— START —

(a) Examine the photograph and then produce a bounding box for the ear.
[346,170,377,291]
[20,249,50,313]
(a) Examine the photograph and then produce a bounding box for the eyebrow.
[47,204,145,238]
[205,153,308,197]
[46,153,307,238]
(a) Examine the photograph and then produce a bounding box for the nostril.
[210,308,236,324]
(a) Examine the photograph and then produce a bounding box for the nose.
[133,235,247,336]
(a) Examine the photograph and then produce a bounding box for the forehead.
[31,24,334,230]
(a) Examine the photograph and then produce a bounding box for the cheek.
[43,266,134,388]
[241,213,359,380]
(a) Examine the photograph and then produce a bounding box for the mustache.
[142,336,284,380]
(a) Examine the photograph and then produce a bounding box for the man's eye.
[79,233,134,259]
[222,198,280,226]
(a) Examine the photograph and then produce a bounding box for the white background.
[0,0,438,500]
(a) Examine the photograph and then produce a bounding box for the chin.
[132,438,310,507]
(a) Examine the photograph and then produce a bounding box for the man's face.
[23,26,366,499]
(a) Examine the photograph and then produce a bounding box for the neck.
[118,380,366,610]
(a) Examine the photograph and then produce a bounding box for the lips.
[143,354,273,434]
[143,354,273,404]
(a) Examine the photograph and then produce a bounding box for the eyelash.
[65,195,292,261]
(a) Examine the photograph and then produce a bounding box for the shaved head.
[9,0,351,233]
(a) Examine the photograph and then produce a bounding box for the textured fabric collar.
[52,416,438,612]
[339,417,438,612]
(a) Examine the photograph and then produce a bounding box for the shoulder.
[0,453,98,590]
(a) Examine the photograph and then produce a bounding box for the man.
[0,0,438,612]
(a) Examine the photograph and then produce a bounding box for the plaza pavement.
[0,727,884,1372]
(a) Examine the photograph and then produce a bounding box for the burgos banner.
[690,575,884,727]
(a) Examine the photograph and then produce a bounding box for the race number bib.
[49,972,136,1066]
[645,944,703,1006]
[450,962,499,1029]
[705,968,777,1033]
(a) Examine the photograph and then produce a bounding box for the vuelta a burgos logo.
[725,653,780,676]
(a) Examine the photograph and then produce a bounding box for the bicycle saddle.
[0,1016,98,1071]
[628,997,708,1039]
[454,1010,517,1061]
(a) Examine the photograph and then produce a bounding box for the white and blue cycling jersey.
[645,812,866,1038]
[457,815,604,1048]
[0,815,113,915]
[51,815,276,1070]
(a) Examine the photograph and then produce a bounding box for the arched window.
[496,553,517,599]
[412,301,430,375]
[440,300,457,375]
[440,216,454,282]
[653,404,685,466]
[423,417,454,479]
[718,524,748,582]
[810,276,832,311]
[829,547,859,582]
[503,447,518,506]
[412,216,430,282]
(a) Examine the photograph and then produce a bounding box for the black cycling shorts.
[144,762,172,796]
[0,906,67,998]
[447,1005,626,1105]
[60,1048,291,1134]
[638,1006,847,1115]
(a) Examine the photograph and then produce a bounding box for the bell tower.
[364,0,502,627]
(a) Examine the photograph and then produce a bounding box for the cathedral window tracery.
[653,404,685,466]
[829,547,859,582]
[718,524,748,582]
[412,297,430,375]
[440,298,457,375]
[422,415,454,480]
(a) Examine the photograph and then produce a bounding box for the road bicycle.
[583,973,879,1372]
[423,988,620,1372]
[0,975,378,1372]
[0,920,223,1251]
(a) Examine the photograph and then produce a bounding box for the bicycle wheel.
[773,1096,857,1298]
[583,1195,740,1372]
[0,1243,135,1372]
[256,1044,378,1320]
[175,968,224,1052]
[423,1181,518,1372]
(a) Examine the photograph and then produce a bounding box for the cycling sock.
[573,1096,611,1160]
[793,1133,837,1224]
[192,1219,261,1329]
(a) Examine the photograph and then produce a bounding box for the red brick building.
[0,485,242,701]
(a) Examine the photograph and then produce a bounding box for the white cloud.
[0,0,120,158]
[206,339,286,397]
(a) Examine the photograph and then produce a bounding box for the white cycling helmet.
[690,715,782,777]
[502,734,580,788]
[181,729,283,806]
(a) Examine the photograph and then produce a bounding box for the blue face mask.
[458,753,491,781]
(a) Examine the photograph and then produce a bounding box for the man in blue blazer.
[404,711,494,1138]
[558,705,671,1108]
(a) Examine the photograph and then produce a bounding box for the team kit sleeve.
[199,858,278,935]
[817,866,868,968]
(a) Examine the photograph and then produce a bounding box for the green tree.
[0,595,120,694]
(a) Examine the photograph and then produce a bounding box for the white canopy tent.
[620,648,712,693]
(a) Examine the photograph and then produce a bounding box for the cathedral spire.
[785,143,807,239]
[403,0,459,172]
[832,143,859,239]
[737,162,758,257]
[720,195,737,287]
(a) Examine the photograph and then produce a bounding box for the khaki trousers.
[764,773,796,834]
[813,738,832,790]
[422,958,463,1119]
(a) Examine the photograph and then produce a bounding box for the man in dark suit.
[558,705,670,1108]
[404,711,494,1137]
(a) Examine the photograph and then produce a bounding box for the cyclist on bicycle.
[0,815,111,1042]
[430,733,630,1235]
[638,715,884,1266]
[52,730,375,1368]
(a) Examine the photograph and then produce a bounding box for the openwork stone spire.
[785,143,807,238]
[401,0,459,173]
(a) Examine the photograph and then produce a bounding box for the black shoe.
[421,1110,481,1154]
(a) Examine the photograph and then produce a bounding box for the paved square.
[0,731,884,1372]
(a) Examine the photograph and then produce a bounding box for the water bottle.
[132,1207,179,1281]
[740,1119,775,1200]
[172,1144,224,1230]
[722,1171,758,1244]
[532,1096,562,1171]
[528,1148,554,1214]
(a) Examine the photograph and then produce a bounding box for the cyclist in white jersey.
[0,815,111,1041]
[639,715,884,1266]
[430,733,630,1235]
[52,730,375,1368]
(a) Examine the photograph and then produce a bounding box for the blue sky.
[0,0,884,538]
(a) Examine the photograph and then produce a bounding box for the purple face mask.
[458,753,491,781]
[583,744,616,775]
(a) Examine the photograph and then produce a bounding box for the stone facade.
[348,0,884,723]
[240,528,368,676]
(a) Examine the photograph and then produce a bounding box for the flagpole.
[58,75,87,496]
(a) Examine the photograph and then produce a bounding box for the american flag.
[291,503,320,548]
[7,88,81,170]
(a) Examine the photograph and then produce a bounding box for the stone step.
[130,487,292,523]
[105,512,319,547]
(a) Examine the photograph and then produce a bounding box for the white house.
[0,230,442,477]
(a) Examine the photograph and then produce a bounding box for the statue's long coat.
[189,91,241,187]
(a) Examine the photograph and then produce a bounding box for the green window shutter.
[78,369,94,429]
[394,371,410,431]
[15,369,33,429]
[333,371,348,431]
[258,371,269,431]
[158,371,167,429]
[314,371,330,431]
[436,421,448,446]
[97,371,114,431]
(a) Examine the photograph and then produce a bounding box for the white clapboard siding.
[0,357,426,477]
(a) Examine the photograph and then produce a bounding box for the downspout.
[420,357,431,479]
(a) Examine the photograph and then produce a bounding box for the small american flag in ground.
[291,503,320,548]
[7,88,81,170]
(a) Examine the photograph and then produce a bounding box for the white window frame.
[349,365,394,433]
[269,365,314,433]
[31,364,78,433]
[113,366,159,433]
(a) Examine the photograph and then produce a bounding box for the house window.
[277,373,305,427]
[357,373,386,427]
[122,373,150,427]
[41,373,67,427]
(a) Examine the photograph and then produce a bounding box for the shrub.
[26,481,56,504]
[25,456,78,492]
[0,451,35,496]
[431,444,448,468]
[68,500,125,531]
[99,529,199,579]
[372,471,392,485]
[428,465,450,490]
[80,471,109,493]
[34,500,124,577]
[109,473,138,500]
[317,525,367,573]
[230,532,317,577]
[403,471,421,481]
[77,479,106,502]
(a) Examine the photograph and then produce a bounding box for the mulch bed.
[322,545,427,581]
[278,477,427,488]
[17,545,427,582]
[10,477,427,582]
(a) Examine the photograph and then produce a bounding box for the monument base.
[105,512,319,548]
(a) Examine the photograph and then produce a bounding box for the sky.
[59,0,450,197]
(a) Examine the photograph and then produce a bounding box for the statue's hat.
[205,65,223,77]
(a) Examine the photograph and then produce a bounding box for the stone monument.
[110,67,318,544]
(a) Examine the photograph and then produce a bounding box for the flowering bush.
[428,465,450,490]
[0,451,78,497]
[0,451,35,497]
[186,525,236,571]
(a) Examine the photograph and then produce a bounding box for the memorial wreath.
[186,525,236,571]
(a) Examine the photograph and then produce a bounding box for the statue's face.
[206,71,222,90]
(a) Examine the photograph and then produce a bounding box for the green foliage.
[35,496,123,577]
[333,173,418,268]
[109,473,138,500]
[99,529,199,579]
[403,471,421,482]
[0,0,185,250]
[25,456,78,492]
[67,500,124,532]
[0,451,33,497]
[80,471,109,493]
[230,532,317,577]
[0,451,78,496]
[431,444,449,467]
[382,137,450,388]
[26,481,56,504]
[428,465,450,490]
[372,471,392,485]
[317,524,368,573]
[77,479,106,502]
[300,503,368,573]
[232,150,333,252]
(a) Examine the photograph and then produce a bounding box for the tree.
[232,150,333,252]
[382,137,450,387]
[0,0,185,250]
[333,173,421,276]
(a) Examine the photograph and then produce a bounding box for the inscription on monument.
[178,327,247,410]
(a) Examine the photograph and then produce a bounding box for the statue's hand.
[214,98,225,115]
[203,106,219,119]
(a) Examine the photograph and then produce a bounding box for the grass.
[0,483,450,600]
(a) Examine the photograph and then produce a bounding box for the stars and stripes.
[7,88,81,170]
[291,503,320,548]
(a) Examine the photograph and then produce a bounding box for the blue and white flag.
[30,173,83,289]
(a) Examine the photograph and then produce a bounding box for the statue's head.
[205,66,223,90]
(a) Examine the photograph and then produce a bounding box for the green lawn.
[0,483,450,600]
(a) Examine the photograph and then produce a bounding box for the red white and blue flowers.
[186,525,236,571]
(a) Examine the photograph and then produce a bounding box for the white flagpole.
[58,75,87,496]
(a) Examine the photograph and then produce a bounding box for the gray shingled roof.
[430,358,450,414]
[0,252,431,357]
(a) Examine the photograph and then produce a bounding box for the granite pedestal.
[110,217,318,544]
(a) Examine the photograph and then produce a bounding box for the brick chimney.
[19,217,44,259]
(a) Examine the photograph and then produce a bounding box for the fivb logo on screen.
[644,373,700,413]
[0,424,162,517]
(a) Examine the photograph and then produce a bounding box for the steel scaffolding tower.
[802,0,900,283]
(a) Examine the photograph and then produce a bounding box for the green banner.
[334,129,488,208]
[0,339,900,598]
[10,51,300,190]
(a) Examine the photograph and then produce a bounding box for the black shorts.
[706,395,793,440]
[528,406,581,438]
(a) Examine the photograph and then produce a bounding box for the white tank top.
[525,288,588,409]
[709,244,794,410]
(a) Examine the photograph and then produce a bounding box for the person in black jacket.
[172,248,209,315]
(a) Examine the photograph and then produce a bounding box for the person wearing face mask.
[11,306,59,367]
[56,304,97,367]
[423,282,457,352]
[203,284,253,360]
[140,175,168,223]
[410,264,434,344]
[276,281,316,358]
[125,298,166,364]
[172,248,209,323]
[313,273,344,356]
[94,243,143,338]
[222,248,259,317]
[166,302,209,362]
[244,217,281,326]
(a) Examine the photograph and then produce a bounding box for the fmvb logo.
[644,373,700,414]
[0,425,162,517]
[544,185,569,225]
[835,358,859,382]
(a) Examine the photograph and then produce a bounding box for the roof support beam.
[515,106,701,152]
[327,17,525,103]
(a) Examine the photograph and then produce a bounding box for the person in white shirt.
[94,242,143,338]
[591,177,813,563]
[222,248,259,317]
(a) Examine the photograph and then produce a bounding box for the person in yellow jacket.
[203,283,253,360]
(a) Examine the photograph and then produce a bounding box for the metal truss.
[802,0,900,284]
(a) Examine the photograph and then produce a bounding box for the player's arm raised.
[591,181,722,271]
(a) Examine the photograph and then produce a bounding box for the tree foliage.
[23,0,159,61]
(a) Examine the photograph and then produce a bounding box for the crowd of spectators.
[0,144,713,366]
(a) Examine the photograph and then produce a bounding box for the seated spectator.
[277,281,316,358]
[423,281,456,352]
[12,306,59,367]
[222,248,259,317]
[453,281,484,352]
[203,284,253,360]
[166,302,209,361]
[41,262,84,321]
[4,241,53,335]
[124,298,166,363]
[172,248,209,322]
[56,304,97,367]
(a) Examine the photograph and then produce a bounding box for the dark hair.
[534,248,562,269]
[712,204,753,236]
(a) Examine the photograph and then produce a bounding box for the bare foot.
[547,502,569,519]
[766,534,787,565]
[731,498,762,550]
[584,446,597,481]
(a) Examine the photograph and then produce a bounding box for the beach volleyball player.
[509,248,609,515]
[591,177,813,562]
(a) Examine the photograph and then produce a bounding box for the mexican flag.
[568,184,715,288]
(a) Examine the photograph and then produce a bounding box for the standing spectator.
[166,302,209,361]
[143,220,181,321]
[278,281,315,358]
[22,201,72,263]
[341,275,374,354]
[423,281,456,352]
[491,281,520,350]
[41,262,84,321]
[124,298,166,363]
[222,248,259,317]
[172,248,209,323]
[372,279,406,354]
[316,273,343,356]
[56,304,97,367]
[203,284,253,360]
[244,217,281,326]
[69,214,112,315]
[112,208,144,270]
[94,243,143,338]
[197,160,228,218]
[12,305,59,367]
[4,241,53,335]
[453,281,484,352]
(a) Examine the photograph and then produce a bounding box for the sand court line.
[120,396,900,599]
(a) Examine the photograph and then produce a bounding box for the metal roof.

— END —

[Directive] Reproduce the records word for word, from their first line through the line that contains "[0,453,98,590]". Stop there and include nothing after it.

[Response below]
(a) Examine the photograph and then produce a bounding box for the ear.
[346,170,377,291]
[20,249,50,313]
(a) Examine the photograph and then produce a bounding box for the eyebrow.
[47,204,145,238]
[205,153,308,197]
[46,153,307,238]
(a) Examine the photograph and then produce a bounding box for the nostril.
[210,308,236,324]
(a) Examine the photograph and then produce a bounding box for the nose.
[133,235,247,336]
(a) Examine the photograph and then produce a bounding box for the forehead.
[31,24,334,230]
(a) Examine the photograph and then produce a bounding box for the cheek.
[43,266,134,388]
[241,213,359,380]
(a) Examine the photograph and then produce a bounding box for the mustache.
[142,336,284,380]
(a) Examine the photograph and then produce a bounding box for the man's eye.
[79,233,134,259]
[222,198,280,226]
(a) Examine the photograph and then produce a bounding box for the white background.
[0,0,438,500]
(a) Examine the photograph and then produce a bounding box for the chin.
[132,438,310,507]
(a) Examine the photograph and then produce a bounding box for the man's face.
[23,26,366,499]
(a) Examine the photograph and then produce a bounding box for the neck.
[118,380,366,610]
(a) Examine the photograph and then produce a bounding box for the lips.
[143,354,273,434]
[143,354,273,404]
(a) Examine the photograph and then produce a bounding box for the eyelash.
[65,195,292,261]
(a) Examine the photograph and then produce a bounding box for the shaved head.
[9,0,351,233]
(a) Examine the photograph and then produce a bounding box for the textured fabric collar.
[52,416,438,612]
[339,417,438,612]
(a) Examine the photograph and then produce a bounding box for the shoulder.
[0,453,98,590]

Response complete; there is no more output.